§ Document text
=== Begin Enclosure ===
Living with someone with dementia means that I relive over and over the events that have shaped my life, and her life.  I’ve given up the rigidity and righteousness of my memories to allow a more flexible, adoptive approach to reminiscence, following her lead as she remembers. Or doesn’t.    

I take a bite of my apple and respond. 

“You did pretty well for yourself after you and he divorced,” I say.

She looks surprised.  “Well, yes, I did. I just went after what I wanted and lined it up and did it so that no one could say anything about it.” 

She pauses and I see her struggling to find the words she wants to say.  Another result of this awful disease is the loss of vocabulary, the inability of my mother to articulate what she’s thinking. Aside from the actual memory loss, it’s probably what frustrates her the most.

“Who would want to say anything?” I ask her.

“Oh, lots of people who thought I shouldn’t do what I was doing.  I was teaching swimming, but people thought I shouldn’t be doing that.” She’s simultaneously proud and flustered. 

During my mother’s university years, before she was married to my father, she competed as a synchronized swimmer. She was a national duet and team champion. Her team won gold at Nationals and the Pan American games, traveled around Europe and Asia to showcase the sport and appeared as back-up swimmers to Esther Williams on the Ed Sullivan Show.  Her actual career is murky in her mind, but she remembers the swimming.  And she remembers that she travelled a lot. So her mind transforms her memories into the fact that she must have taught swimming. 

Though she didn’t teach synchronized swimming, my mother was a teacher. She was also a trainer.  She was a coach.  She was a guide for many people throughout the world.  My mother never let people tell her what she could and couldn’t do, and she helped many, many people gain control over their lives when they felt they’d lost it.

“I don’t think you’ve let too many people tell you what to do, Mom,” I say in response.

She chuckles and smiles at me.  “You’re so good to me.” 

I hear this many times a day, and I always give her the same weary reply. 

“You deserve it, Mom.”

“Do I?  Well thank you.  I don’t always think so.  I think sometimes I’m just a pain in the ass.  My brain doesn’t work so well now,” she says. “And people get frustrated with me.”

It’s true.  All of it.  To say that my brother, sister and I, and our families, don’t get frustrated with my mother is a lie.  Her brain doesn’t work so well.  We get exhausted and frustrated and angry and fearful and depressed.  Dementia is a slow motion tragedy that waylays innocent people from their normal aging trajectory and wreaks havoc on them and their loved ones.
=== End Enclosure ===
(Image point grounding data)
=== Begin Enclosure ===
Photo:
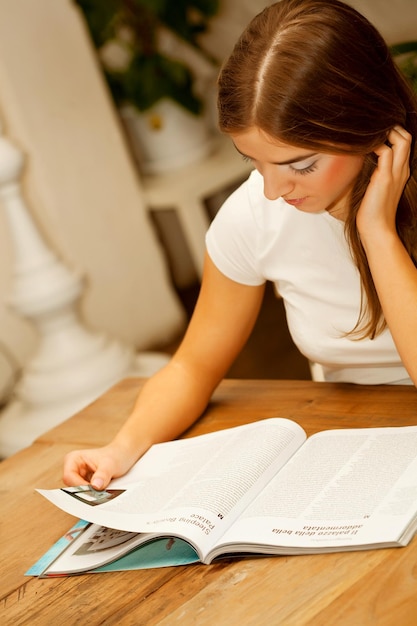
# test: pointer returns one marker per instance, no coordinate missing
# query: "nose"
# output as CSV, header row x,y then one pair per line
x,y
275,184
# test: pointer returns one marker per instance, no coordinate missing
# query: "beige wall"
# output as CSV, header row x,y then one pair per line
x,y
79,180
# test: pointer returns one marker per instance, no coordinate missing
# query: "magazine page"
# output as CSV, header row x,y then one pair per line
x,y
90,548
191,488
344,489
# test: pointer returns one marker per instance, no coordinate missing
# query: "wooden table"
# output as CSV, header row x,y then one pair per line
x,y
375,587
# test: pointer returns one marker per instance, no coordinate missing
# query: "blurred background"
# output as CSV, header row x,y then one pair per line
x,y
111,106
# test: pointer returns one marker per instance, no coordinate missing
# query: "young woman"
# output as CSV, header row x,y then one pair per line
x,y
312,97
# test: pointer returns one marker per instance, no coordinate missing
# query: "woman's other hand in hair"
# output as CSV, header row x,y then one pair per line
x,y
379,205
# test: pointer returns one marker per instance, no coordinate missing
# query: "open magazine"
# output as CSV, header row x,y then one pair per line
x,y
262,488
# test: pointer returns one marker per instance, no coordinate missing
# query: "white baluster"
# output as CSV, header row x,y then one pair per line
x,y
72,365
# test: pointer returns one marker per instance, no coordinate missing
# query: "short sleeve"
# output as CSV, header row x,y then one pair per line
x,y
232,240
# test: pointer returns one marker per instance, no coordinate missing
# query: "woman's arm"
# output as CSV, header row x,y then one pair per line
x,y
393,271
175,397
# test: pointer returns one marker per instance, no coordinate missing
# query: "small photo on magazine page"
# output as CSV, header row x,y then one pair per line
x,y
89,495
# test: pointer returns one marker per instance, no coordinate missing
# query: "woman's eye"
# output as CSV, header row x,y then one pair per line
x,y
305,170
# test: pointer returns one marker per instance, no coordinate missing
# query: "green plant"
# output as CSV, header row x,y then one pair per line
x,y
405,55
135,26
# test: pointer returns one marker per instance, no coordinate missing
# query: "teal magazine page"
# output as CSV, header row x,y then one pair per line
x,y
89,548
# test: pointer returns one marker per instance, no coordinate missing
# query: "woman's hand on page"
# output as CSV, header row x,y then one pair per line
x,y
379,205
96,466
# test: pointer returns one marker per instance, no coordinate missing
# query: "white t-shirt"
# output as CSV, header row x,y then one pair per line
x,y
306,256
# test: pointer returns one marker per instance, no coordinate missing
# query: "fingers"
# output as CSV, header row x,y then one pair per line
x,y
94,467
394,155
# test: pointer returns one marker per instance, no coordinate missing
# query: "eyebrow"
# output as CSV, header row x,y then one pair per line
x,y
304,157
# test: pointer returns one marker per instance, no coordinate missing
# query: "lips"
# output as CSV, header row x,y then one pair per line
x,y
294,201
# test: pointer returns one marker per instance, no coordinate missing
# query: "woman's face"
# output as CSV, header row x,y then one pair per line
x,y
311,181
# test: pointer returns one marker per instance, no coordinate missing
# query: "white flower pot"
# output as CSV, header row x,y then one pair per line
x,y
166,136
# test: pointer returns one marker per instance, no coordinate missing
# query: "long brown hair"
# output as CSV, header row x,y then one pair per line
x,y
316,74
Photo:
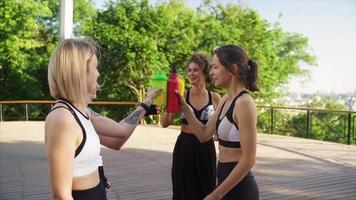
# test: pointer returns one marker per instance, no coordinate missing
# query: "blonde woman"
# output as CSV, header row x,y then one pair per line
x,y
234,122
74,133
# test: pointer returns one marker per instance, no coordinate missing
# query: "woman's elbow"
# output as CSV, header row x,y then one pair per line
x,y
164,125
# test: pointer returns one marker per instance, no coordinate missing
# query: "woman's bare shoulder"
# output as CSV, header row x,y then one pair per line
x,y
60,122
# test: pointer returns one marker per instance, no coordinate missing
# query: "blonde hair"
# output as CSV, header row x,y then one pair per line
x,y
67,69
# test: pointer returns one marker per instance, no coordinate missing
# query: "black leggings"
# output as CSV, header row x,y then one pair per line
x,y
246,189
96,193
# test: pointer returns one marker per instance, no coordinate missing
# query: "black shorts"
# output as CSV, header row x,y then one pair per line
x,y
96,193
246,189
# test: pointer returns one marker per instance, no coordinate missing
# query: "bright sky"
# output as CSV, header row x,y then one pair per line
x,y
330,26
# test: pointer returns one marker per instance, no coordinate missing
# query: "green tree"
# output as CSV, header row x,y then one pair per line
x,y
24,48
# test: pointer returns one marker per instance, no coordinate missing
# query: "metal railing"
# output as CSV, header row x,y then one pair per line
x,y
272,119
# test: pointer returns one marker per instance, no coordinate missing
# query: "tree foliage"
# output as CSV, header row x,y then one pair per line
x,y
137,39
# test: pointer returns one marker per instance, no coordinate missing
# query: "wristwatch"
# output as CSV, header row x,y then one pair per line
x,y
144,106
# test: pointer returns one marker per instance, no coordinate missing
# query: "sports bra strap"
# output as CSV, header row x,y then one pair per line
x,y
81,145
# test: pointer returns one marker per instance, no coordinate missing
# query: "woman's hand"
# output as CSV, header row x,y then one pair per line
x,y
183,106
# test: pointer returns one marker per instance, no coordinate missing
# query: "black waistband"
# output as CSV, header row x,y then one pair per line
x,y
229,144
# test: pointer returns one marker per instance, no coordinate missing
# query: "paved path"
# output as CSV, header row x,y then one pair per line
x,y
286,168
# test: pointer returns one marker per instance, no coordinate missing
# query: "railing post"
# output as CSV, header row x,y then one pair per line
x,y
26,110
272,121
0,112
349,129
308,123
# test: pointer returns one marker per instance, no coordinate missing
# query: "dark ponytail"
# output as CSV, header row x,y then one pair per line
x,y
252,76
247,69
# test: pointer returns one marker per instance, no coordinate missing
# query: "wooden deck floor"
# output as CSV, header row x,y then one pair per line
x,y
286,167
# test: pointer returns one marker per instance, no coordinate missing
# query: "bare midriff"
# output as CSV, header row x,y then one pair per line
x,y
86,182
227,154
186,129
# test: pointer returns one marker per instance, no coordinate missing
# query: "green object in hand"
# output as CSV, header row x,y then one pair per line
x,y
159,81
=== End Enclosure ===
§ Problem details
Resume the essay about living with a mother who has dementia, picking up right after its final sentence.

§ Result of the task
As a genetic disease, my siblings and I know that we are at risk.  My husband, whose grandmother fell to this disease, dreads it as much as we do. None of us wants this.  None of us wants our kids to be burdened by caring for us. 

Yet as I sit with my mother, eating lunch and discussing the same faulty memories over and over, I can’t help but feel as if my world has been blessed just a little by this.  Maybe it’s the opportunity to recognize that I’m not in control, not as much as I think I am.  Maybe it’s that I’ve learned a new level of compassion as I face bed wetting or arguments about personal hygiene.  Maybe it’s the opportunity to care for my mother as she cared for me.  To ensure that she’s got what she needs to leave this world in the same way that she prepared me to enter it. 

My mother still has a great sense of humor. She loves to sing and dance.  She loves to accompany me on dog walks.  She loves the news.  She loves living. 

I eat my last apple slice and tell my mother that I’m going to head downstairs soon to work. 

“Is there anything planned for this afternoon?” She looks at me as she asks, and I shake my head.

“Nope, nothing planned.  We’ll probably take a walk with the dog after I’m done working though.”

Her face brightens.

“That’s terrific,” she says. “Just give me some warning so that I can get ready when it’s time to go.”

I will.  I always do. 

I stand up, pick up my plate and cup and move to the counter.  Her plate is still half full.

“Of course.  I’ll let you know when it’s time,” I say.

I start the electric water kettle for Mom’s tea then move into the living room where I turn on the news stream.

Lunch is over.  The cycle will repeat itself tomorrow.